§ **WORK TO BE COMPLETED**: Here the requirement is to repeat every record exactly, in full.

··· STUDY MATERIAL

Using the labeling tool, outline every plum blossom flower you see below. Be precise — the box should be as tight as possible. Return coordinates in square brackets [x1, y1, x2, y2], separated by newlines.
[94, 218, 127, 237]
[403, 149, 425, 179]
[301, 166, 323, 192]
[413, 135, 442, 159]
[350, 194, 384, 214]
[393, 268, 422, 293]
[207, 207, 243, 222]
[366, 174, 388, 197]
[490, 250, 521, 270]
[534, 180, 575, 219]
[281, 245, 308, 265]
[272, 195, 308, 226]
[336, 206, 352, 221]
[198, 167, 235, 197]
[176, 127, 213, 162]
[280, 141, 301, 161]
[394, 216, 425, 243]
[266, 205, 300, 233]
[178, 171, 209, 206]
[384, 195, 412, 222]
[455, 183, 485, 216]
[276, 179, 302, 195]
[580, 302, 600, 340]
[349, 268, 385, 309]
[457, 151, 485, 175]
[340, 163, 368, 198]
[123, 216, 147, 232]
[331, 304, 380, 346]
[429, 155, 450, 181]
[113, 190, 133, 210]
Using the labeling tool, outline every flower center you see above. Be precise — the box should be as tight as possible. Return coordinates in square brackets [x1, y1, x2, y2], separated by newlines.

······

§ **RESULT OF THIS EXERCISE**:
Using the labeling tool, outline every plum blossom flower you see below. Be precise — the box should be as tight as possible. Return coordinates in square brackets [x1, y1, x2, y2], separated by newlines.
[94, 218, 127, 237]
[403, 149, 425, 179]
[301, 166, 323, 192]
[413, 135, 442, 159]
[350, 194, 384, 214]
[393, 268, 422, 293]
[207, 207, 243, 222]
[366, 174, 388, 197]
[490, 250, 521, 270]
[534, 180, 575, 219]
[281, 245, 308, 265]
[272, 195, 308, 226]
[336, 206, 352, 221]
[198, 167, 235, 197]
[176, 127, 213, 162]
[280, 141, 301, 161]
[394, 216, 425, 243]
[266, 205, 300, 233]
[178, 171, 209, 206]
[384, 195, 412, 222]
[455, 183, 485, 216]
[276, 179, 302, 195]
[580, 302, 600, 340]
[349, 268, 385, 309]
[457, 151, 485, 175]
[340, 163, 368, 198]
[123, 216, 147, 232]
[331, 304, 380, 346]
[429, 155, 450, 181]
[113, 190, 133, 210]
Using the labeling tool, outline every flower center you see above. Be precise — the box should be as tight as possible. Return coordinates in square brackets [x1, y1, x2, y2], separated by newlines.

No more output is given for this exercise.